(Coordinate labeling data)

[BEGIN]

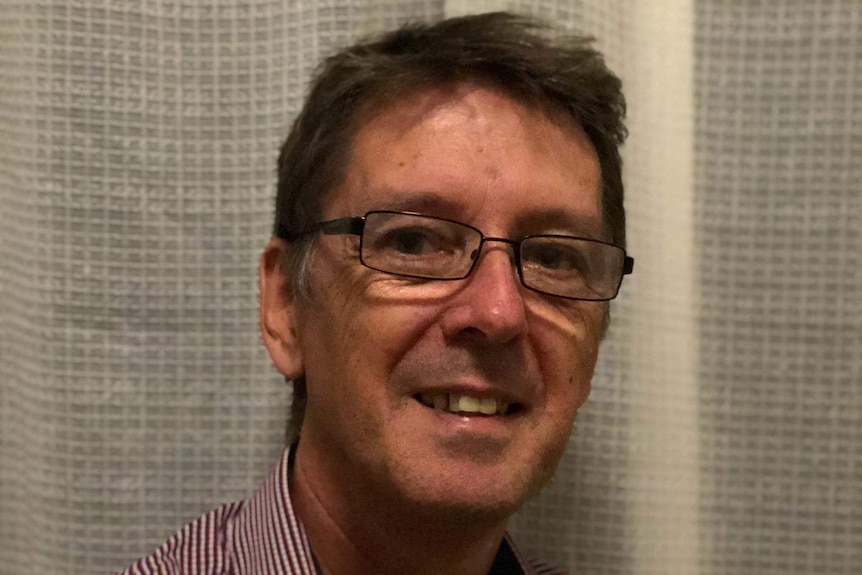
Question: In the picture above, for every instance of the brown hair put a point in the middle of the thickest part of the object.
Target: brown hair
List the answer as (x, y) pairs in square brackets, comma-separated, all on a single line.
[(520, 57)]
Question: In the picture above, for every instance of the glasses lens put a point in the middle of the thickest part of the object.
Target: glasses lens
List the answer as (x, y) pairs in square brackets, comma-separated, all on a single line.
[(572, 267), (418, 246)]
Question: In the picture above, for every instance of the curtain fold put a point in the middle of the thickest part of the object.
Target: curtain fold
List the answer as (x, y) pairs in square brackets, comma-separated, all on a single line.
[(137, 170)]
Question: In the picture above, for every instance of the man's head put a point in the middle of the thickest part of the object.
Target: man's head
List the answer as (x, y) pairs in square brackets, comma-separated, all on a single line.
[(484, 121)]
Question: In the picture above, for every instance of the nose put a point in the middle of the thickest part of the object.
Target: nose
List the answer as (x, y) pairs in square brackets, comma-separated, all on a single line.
[(491, 305)]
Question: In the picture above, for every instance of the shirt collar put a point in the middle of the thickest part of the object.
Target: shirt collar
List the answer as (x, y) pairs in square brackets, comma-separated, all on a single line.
[(269, 525)]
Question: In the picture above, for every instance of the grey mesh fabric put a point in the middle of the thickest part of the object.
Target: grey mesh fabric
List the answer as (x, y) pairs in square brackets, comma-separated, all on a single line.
[(137, 167)]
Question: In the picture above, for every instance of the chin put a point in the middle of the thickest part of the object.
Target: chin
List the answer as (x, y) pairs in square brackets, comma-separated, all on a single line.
[(471, 494)]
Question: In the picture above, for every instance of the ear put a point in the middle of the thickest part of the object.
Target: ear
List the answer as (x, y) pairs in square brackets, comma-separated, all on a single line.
[(278, 326)]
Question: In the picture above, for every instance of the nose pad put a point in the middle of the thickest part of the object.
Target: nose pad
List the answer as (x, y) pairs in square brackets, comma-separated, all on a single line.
[(491, 306)]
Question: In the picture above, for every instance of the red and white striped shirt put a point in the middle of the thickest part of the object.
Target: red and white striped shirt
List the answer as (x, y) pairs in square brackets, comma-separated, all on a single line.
[(263, 536)]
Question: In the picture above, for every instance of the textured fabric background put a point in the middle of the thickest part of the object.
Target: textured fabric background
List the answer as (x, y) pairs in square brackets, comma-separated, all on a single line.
[(137, 152)]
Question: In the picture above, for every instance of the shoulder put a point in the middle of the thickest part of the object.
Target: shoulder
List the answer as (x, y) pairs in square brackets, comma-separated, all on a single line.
[(199, 548)]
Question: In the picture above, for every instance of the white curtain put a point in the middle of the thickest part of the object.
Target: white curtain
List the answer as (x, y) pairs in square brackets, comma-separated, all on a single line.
[(137, 152)]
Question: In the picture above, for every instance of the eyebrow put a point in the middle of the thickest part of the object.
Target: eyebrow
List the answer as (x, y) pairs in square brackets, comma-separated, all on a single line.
[(540, 221)]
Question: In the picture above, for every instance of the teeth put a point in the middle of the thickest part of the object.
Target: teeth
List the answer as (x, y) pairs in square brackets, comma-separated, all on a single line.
[(455, 403)]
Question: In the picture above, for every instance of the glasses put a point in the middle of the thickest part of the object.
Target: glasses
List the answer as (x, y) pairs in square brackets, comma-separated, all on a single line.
[(427, 247)]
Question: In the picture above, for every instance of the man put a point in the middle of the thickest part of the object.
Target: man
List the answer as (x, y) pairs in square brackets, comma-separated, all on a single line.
[(449, 229)]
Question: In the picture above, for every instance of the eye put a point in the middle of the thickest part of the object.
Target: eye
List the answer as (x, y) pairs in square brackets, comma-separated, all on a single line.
[(411, 241), (557, 256)]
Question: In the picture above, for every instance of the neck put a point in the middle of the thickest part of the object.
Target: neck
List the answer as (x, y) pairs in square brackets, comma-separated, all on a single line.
[(355, 529)]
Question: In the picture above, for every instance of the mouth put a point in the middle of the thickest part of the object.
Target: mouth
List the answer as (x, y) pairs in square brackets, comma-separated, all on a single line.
[(468, 406)]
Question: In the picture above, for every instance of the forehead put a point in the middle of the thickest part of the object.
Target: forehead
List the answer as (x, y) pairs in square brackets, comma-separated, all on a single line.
[(472, 153)]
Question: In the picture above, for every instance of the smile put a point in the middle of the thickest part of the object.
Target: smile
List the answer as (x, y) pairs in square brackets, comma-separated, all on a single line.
[(466, 405)]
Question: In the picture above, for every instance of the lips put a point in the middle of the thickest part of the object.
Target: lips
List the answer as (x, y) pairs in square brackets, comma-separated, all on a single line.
[(461, 404)]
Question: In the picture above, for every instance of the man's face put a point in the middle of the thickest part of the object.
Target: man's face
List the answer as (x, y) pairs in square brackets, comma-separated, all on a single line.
[(380, 351)]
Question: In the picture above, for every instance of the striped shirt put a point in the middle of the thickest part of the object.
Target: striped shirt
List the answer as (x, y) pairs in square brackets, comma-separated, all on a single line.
[(263, 536)]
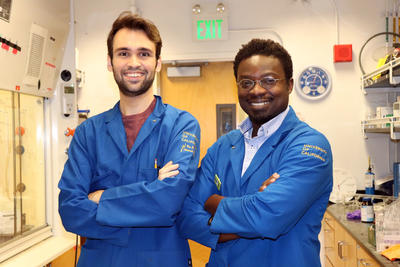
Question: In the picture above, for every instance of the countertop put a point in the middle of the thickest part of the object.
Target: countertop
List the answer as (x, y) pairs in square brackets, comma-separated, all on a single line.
[(359, 231)]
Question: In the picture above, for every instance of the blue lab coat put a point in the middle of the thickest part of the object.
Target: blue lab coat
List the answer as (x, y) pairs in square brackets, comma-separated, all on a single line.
[(134, 222), (279, 226)]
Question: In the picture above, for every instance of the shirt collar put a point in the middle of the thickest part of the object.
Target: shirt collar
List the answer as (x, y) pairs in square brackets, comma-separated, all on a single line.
[(267, 129)]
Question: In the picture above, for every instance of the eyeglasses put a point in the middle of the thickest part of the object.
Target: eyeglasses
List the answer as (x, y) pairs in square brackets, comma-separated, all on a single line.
[(266, 83)]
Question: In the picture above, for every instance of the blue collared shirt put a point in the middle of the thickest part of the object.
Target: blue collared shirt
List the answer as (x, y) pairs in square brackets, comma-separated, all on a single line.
[(264, 132)]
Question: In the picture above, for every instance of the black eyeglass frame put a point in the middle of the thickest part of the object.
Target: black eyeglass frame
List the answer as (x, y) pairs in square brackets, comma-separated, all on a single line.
[(272, 82)]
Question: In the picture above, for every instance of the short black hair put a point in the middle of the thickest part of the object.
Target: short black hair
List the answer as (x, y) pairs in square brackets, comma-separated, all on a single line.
[(134, 22), (264, 48)]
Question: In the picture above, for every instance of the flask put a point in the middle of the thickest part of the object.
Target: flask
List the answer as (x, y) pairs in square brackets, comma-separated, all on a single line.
[(367, 210), (369, 179)]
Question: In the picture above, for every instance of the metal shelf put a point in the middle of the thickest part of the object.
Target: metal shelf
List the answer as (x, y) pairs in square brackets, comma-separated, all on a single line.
[(390, 125)]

[END]

→ WORK TO BE COMPLETED: Rewrite the material above as a numbered list, one item per line and no blank lines. Omit the pictures.

→ FINISHED ANSWER:
1. Question: In the picture above, for every instance of the brown hair put a point in the middle of the thickest part of the object.
2. Target: brown hair
3. List the answer as (x, y) pairs in square brackets, comma-separated, all on a single line.
4. [(520, 57)]
5. Question: In the picture above, for every instance of the glasses lens put a point in the middle of the thickest part of the object.
6. Target: glasses lens
7. List the answer as (x, y) pairs in square brackets, comma-separated, all on a single line.
8. [(572, 267), (418, 246)]
9. Question: In the picture above, for every instance of the curtain fold put a point in the middle of the thickest part of the object.
10. Target: curtain fold
11. List the answer as (x, y) pairs in square brackets, comma-separated, all on a single line.
12. [(137, 170)]
13. Question: In the picture above, for every instance of the man's head put a point in the middle of the thickest part of the object.
14. Target: man's head
15. List the answer as (x, y) pairs in square brackets, comma-separated, all on a single line.
16. [(484, 121)]
17. Question: In the picture above, for every instance of the nose put a point in the middle of the thickest part of the object.
18. Target: nose
19. List the answer as (x, y) pairs in square brackets, comma-separated, all on a single line.
20. [(491, 305)]
21. Question: In the picture above, for every instance of the shirt collar put a point in the middle of the thickest part of the object.
22. Target: shirt collar
23. List the answer as (x, y) pairs in square brackets, comma-separated, all on a single line.
24. [(269, 525)]
25. Question: In the picture above, for every instance of the grey mesh fabric put a point in the middle of the thickest part of the object.
26. Target: grey mesh fabric
27. List the answer as (x, y) pairs in square brackets, comma-separated, all on a single line.
28. [(137, 167)]
29. Question: In the picture above, for every instance of the chin put a point in the middle of the thickest part of the object.
30. Target: chin
31. List the answer as (x, y) pairs in square brackets, comma-separated, all on a single line.
32. [(471, 494)]
33. Question: In the picture above, for every instance of the ear put a point in the middle of the thickest part of the object.
34. Target: ear
35. List the answer as (x, y) pairs in square brackets, comma-separated, all on a single line.
36. [(278, 326)]
37. Question: In the picture above, for every instance of the nose pad put a point in the middle of the thickest part of the object.
38. Target: nose pad
39. List the answer as (x, y) pairs in square brackets, comma-separated, all on a single line.
40. [(491, 306)]
41. Question: In the picture above, for every instance of the red and white striped shirt put a point in the middle of the thickest part of the object.
42. Target: red and white striped shirt
43. List the answer as (x, y) pairs in square brackets, comma-separated, all on a single line.
44. [(263, 536)]
45. Question: In the picture above, for every instance of the textured fabric background put a point in the middle of the thickest part of the object.
46. Target: textured fabric background
47. List the answer as (x, y) pairs in square brackets, comma-separated, all on a single line.
48. [(137, 152)]
49. Question: In the picture above, for every instance of the shoulder put a point in the middle of the thickest part of the object.
50. Target: shoulder
51. List the answer as (x, y) pairs in square brackets, comma-separated, all on a single line.
52. [(199, 548)]
53. Question: In the picture above, for every instance of the white curtain put a point in the middle of the thickest part of the object.
54. Target: white curtain
55. List the answer as (x, y) pairs in square brackets, comma-separated, all on a single line.
56. [(137, 152)]
57. Question: In the picture above, for every instance of the eyebrow put a point in the middle of the thickest part of the object.
58. Target: eyebrow
59. List the answer as (x, y) pairs in square brackets, comma-separated, all on a single line.
60. [(540, 221)]
61. Question: In the picture above, for every instance of the teeth put a point in the middle of the thickest part of the object.
62. Target: teeth
63. List the answer as (x, y) pairs in square brackets, comma-separated, all on a single line.
64. [(455, 403)]
65. Question: In the picture above, for every instance of the glasses put a point in the middle of the thickest part of the object.
66. Target: glasses
67. List the answer as (x, y) pairs in square brackets, comma-separated, all on a single line.
68. [(427, 247)]
69. Question: In the picture above, for every instance of the man put a point in the middle of the thickest part of the object.
70. Target: man
71. List the answer as (x, y) pairs in square brackets, comma-separated, all on a single line.
72. [(449, 229)]
73. Question: In the picture above, for every instance of the eye put a point in the middle of the thickest part of the object.
74. Target: eye
75. List the answer as (x, y) pairs in square brackets, comma-separated, all on a single line.
76. [(411, 241), (557, 256)]
77. Question: In the picture above, for every instance of the neck put a point in the middle of the thickest part of the object.
78. Target: neck
79. List the answer as (x, y) pairs in square brackets, comma-separated, all on a single line.
80. [(355, 529)]
81. Question: In the picture above, for every instance of the mouth put a point in the middle of the thickest part of the object.
82. Target: mouth
83. List the answer as (x, y) pairs in square brackets, comma-separated, all on a single line.
84. [(468, 406)]
85. Question: In the picture above, for every instance of the forehead put a point in the middle of the thickest part of the object.
86. Target: forehead
87. List the answer as (x, y) pairs in square brackets, comma-separated, all on a single line.
88. [(472, 153)]
89. Question: In the picture above, for every instance of the smile put a point in the middle of the thickest part of the object.
90. Target: smile
91. List the answer as (x, y) pairs in square brackets, comma-separated, all on a single line.
92. [(466, 405)]
93. Question: In the picture above, for every instance of the lips put a point in the middle of the thickest part of the object.
94. Target: lips
95. List the answer as (x, y) pairs in square brackets, comma-separated, all on a single line.
96. [(461, 404)]
97. Question: In the picture above, for every instance of the man's face put a point in the middle of the thickest part of the object.
98. Target: man's face
99. List the answer as (x, y) pairs in square brackets, comma-separated, all on a single line.
100. [(380, 351)]
101. Question: In the picture above, for every instance of the striped shirt put a point in the middle of the thickest part of the object.
102. Target: striped shirt
103. List the answer as (x, y) pairs in square brackets, comma-separated, all on a single line.
104. [(263, 536)]
105. Question: In the picture above, for every instance of the countertop put a point in the middle of the thickest part of the object.
106. Target: countertop
107. List the answer as (x, y) pairs in square brackets, comma-separated, all on a single line.
108. [(359, 231)]
109. Question: In the picture above, for every instance of the blue lab coat put a point in the middle of the thickest part of the object.
110. Target: blue lab coat
111. List the answer as (x, y) pairs in square brackets, comma-separated, all on a single line.
112. [(134, 222), (279, 226)]
113. Question: In the picture above, for every instance of the shirt collar put a point in the middle of the thickest part of the object.
114. Target: shirt collar
115. List the answer as (x, y) pairs in square brackets, comma-separated, all on a single line.
116. [(267, 129)]
117. Question: In the picture above, for every instance of the eyeglasses put a point in the middle of the thickest part of the object.
118. Target: eyeglasses
119. List the answer as (x, y) pairs in square brackets, comma-separated, all on a single line.
120. [(266, 83)]
121. Question: In the picture above, for every instance of the blue collared shirt put a point in the middle of the thickest part of the object.
122. Target: blue collared shirt
123. List the answer as (x, y) pairs in square brackets, comma-separated, all on a single line.
124. [(264, 132)]
125. Question: In the picture above, for every instance of the black eyeglass frame put a point in the middle of the thickest part of the object.
126. Target: black eyeglass frame
127. List the answer as (x, y) pairs in square brackets, comma-separated, all on a single line.
128. [(272, 82)]
129. Question: In the picture above, for every instance of the short black hair put a point in the middle of the thickest part of the object.
130. Target: short black hair
131. List the answer as (x, y) pairs in square brackets, comma-separated, all on a single line.
132. [(134, 22), (264, 48)]
133. Question: In the picture above, for every instance of the flask put a point in the middle of the thickest part of the object.
134. Target: flask
135. List the answer as (x, y) pairs in square brackets, comma-separated, all on a single line.
136. [(367, 210), (369, 179)]
137. Question: In the picture above, for every instance of the metal shelf put a point in the middle of the thickest part of the object.
138. Target: metal shelf
139. List the answer as (x, y) pairs in square brackets, comma-separated, all on a single line.
140. [(390, 125)]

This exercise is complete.